━━ DOCUMENT EXCERPT
It was always my understanding as a mechanical engineer, that you need at least three full turns on the thread to get the full tensile strength to the metal’s yield point. Traditionally it was not a good idea to design fasterners to be torqued past the yield point. This is why in classic American cars, you can reuse the head bolts and other fasteners when rebuilding or repairing an engine. During subsequent years, when the “geniuses” took over automotive design and regulation, we deliberately designed the head bolts to be torqued PAST the yield point, meaning that they have to be replaced and cannot be safely reused when doing any work that requires removal of the head. When I first found this out my reaction was “What the F?”
So the general rule in design is with steel the used thread needs to equal to the diameter of the bolt for maximum strength and that more is a waste. With weaker alloys that has to be adjusted. As for you bolts with the threads cut off; by cutting the threads you have destroyed the support they get from the roll forming process and you introduce stress risers radically reducing their strength. So nothing surprising there.
I believe that because the nut was cupping the top thread or threads were being pushed tighter to the bolt making it harder for the bolt to pass. I think if the die you’re using was just big enough for the bolt to pass and the pressure was only being applied very close to the inside of the nut your results would mirror each other much closer.
probably more to do with the manufacturing method, alot of bolts have cold formed threads that are rolled in, where as the nut is probably tapped/turned or someother machining op. the cold formed stuff probably doesn’t have as good of a chemical bond as the nut which is one homogeneous material. just guessing tho
I think you took too much off the bolt when you removed threads. if there was more left it mightve held up better. Although it looks like there’s still quite a bit left when you think about how threads aren’t perfect fits. There has to be a gap so they can spin and not bind. So you could leave a little bit of the threads and still see some results.
━━━━
━━ SOURCE INFORMATION
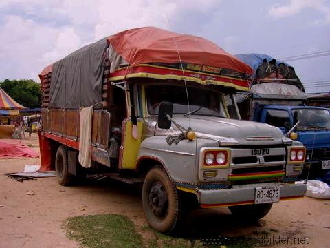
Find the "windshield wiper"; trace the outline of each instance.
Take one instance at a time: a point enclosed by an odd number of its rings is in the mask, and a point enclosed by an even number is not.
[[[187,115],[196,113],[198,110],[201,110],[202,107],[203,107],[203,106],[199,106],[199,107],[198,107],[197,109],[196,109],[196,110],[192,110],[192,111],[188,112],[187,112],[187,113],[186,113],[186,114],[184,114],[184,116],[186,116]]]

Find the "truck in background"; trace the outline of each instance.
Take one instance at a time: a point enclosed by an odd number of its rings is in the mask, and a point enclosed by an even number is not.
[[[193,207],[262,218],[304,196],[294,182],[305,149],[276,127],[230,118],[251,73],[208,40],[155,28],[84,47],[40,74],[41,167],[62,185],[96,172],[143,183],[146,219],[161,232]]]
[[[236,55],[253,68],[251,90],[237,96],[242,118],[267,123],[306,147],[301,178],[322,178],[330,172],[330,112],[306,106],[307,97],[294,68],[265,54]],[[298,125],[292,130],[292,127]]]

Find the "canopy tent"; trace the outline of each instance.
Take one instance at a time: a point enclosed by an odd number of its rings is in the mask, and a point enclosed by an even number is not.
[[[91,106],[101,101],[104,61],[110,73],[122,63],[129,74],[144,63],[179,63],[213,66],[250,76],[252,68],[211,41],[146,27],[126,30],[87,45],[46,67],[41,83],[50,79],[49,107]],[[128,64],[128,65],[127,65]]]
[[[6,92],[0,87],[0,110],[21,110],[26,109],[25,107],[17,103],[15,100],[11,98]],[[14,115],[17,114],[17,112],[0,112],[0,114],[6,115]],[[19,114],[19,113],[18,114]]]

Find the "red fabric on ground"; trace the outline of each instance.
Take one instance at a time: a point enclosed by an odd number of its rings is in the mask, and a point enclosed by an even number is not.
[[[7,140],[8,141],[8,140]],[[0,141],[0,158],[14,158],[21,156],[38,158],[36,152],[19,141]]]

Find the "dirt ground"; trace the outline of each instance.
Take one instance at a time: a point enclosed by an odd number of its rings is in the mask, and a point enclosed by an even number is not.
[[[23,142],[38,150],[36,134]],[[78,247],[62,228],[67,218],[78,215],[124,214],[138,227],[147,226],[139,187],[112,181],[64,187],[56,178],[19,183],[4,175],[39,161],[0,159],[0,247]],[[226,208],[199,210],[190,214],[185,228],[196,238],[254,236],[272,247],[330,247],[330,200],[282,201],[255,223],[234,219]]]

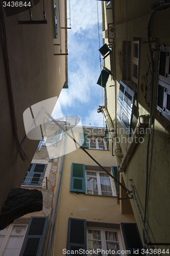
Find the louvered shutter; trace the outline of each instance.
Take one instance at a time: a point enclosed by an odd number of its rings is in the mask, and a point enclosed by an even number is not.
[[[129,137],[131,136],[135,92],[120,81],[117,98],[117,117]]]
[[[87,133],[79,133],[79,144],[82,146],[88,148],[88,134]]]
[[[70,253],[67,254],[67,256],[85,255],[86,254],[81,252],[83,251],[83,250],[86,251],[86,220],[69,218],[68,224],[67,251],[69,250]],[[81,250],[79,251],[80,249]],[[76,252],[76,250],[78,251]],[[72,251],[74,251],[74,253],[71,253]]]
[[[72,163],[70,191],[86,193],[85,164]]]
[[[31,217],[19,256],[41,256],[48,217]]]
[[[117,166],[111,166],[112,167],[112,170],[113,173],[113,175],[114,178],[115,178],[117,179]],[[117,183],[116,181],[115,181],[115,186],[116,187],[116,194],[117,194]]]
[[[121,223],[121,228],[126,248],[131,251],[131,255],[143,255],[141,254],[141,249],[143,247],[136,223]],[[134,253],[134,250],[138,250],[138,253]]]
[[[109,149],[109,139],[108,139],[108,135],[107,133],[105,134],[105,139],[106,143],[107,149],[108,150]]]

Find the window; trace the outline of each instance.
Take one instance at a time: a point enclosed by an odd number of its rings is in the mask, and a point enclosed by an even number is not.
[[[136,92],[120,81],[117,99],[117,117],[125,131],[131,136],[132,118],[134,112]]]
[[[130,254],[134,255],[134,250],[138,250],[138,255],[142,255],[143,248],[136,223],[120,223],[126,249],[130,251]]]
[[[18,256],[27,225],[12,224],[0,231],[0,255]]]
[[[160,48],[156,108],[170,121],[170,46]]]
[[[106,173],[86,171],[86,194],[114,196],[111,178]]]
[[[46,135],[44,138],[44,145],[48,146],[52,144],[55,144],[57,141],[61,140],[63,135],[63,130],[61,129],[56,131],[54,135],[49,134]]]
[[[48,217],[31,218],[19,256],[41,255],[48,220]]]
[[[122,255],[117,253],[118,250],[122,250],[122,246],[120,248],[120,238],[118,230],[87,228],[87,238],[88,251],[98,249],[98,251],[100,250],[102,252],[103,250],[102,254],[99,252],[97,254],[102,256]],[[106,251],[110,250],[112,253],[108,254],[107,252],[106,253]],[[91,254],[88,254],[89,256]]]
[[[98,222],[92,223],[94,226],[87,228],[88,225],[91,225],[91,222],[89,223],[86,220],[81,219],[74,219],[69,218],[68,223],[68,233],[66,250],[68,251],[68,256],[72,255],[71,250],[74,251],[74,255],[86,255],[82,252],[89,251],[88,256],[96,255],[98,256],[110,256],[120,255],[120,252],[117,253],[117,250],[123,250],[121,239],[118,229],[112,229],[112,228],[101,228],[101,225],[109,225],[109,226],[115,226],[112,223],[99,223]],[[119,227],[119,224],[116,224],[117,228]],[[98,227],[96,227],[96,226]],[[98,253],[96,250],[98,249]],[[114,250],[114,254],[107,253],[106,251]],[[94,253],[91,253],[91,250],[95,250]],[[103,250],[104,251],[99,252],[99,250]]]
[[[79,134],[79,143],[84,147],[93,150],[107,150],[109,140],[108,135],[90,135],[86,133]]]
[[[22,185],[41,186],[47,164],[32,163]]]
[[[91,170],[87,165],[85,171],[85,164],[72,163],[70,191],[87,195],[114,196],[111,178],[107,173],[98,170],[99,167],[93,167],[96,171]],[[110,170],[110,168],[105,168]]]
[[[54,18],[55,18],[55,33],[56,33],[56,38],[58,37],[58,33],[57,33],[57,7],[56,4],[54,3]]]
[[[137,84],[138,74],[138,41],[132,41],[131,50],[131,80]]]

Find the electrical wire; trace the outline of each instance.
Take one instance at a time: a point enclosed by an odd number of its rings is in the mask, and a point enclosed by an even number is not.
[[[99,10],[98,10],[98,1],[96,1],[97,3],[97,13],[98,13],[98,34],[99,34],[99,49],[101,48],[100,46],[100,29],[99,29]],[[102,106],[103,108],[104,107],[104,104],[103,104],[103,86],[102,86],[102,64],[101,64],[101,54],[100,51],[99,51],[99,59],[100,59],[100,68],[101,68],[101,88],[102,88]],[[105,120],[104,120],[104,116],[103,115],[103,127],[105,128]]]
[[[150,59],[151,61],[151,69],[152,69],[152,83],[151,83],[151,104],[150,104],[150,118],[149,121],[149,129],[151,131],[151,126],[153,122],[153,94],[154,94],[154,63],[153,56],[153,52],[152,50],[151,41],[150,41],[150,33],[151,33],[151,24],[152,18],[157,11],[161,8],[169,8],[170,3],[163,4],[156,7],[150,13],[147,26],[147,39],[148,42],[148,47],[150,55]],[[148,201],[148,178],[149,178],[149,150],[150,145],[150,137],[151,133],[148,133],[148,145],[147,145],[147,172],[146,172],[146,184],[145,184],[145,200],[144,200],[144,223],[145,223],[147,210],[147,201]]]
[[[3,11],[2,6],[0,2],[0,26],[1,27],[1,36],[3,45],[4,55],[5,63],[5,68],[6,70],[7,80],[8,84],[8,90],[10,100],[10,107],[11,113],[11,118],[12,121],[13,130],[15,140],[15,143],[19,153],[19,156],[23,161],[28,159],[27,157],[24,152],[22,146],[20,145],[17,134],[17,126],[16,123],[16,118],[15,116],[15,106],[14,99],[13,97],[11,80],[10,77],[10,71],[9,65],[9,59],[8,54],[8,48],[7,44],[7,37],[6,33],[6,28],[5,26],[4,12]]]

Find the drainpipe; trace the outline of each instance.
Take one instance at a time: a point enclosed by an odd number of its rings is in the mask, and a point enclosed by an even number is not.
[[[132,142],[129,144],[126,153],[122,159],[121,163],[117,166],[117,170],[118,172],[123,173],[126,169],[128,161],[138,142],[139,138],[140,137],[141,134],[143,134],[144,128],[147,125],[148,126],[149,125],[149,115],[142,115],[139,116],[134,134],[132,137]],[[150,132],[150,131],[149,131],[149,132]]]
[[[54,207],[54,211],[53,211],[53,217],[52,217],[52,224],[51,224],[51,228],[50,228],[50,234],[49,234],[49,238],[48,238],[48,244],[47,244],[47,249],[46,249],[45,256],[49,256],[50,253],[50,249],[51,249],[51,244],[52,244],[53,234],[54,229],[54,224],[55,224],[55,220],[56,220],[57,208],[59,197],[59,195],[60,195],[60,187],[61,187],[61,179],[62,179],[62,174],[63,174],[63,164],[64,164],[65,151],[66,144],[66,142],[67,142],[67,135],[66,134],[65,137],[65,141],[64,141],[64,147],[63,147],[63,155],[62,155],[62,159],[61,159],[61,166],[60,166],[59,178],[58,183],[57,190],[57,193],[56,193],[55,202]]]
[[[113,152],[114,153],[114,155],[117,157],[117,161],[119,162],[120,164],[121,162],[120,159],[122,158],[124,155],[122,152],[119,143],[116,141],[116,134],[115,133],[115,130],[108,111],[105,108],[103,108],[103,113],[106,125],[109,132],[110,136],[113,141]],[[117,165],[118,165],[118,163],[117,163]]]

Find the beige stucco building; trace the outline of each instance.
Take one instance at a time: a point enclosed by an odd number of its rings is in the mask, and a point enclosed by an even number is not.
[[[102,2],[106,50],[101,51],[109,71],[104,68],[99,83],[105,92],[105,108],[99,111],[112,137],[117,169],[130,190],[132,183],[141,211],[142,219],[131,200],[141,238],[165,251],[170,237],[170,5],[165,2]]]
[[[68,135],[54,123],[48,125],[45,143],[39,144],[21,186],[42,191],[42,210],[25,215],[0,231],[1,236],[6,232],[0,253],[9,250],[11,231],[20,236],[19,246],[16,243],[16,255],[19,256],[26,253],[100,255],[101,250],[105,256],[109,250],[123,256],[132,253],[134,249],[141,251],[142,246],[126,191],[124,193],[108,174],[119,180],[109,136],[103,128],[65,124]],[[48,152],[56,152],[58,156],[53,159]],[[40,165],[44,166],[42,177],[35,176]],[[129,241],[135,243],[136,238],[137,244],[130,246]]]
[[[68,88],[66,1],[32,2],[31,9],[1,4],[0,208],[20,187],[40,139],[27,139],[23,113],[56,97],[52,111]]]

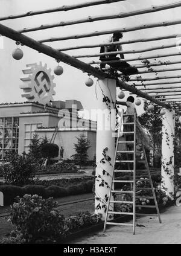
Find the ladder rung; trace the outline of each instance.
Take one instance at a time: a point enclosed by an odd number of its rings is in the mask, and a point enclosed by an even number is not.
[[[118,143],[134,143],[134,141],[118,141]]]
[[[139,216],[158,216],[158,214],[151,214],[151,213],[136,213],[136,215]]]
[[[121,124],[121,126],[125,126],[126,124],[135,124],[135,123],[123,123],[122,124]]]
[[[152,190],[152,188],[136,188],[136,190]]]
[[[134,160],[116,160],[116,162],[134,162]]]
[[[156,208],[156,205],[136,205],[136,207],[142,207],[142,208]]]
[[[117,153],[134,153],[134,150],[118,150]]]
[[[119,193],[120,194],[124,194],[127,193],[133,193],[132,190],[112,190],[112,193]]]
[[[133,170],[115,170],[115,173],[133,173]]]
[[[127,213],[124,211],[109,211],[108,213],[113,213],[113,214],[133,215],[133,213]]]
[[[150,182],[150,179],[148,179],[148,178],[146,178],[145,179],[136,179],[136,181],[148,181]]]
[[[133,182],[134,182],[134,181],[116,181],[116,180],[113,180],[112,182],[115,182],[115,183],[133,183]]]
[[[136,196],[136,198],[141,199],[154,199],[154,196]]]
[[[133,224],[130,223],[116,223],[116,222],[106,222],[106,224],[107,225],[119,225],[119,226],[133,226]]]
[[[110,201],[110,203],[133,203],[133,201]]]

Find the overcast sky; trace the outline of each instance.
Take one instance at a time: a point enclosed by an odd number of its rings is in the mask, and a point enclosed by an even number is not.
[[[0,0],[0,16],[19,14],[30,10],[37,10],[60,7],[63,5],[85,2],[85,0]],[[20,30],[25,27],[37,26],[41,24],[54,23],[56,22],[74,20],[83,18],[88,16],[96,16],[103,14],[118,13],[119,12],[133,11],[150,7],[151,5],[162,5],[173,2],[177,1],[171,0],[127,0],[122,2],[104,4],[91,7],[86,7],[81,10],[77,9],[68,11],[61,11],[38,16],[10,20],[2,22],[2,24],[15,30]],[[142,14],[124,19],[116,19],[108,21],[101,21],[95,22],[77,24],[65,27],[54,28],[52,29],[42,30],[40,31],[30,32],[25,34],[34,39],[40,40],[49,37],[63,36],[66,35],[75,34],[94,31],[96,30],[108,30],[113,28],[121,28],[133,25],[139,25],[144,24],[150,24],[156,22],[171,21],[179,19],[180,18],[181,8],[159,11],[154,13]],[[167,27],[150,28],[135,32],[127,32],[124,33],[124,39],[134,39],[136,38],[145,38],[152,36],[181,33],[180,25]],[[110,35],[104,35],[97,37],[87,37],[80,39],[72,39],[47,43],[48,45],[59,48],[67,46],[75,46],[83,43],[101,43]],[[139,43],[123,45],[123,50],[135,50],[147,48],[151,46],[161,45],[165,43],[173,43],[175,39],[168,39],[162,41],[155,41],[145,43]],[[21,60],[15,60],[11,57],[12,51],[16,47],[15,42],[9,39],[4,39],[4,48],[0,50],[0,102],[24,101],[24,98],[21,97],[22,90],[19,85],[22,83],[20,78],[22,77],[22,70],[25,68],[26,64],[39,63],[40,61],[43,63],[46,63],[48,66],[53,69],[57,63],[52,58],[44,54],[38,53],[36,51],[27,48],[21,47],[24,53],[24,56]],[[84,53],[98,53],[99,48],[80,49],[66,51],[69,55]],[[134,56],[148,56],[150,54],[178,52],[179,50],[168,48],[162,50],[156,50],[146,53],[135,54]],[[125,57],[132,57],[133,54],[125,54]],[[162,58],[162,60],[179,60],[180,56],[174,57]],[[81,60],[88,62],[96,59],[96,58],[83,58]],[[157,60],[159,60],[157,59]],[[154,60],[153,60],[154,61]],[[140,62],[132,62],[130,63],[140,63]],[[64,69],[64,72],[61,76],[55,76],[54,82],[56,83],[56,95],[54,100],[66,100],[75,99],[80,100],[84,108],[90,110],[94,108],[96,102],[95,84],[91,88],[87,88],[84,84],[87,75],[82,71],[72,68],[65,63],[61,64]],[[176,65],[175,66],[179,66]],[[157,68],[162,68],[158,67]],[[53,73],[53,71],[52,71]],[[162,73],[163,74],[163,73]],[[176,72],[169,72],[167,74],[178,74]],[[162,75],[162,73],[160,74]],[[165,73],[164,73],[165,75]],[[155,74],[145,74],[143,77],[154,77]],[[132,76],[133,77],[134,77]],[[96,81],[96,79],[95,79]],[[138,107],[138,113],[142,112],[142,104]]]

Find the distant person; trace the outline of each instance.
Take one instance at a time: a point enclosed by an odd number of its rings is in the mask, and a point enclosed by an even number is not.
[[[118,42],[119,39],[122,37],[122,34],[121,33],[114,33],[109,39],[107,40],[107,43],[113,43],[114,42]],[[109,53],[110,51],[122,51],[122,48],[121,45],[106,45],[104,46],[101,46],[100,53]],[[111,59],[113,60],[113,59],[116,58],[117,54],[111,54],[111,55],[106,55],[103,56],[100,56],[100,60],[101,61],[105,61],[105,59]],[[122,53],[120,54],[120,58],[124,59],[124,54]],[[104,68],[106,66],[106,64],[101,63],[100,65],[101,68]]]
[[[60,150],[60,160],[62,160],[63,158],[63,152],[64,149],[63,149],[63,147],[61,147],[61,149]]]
━━━━
WORK ITEM A: According to the bolt thread discussion, why did bolts with their threads cut off turn out weaker? Answer in one to three sentences.
WORK ITEM B: In the bolt thread discussion, copy out the stretch from "So the general" through "nothing surprising there.".
WORK ITEM C: Continue the bolt thread discussion past its last sentence.
The records are separate material, unrelated to the bolt thread discussion.

WRITTEN ANSWER A: Cutting the threads destroyed the support the bolts got from the roll forming process. It also introduced stress risers, which sharply reduced their strength.

WRITTEN ANSWER B:
So the general rule in design is with steel the used thread needs to equal to the diameter of the bolt for maximum strength and that more is a waste. With weaker alloys that has to be adjusted. As for you bolts with the threads cut off; by cutting the threads you have destroyed the support they get from the roll forming process and you introduce stress risers radically reducing their strength. So nothing surprising there.

WRITTEN ANSWER C:
This test has limited value. Repeated, it can give a good idea of the sheer strength of the threads. However, bolts/nuts are almost never loaded in compression, but in tension, where the tensile strength of the bolt/nut is a factor. This might be one factor you would use in computing a maximum safe tension load for a given nut/bolt combination, taking the lower of this yield strength and the bolt’s tension yield strength, the stretch of the bolt, then multiplying by a fraction to give a safety margin and converting that tension into a torque load value. And, of course, many bolts will be used in a sheering load, which will be more directly related to the diameter of the bolt than to the tension load on the bolt/nut. I’ve deliberately ignored the material used, but clearly that will affect the calculations and measurements above.
So 50 tons with four threads. Pretty impressive. You should see if you can get your hand on some Grade 8 or Grade 12 bolts (much stronger than metric junk) and see if it makes a difference. Actually another test that would be interesting is pre-stressing the threads. You’re using what… 1-1/2″ bolts, right? So torque the nut down to 300ft/lbs or so and then run it through the press and see if it requires more or less force to strip the threads out of it. I’d guess it’s less force required.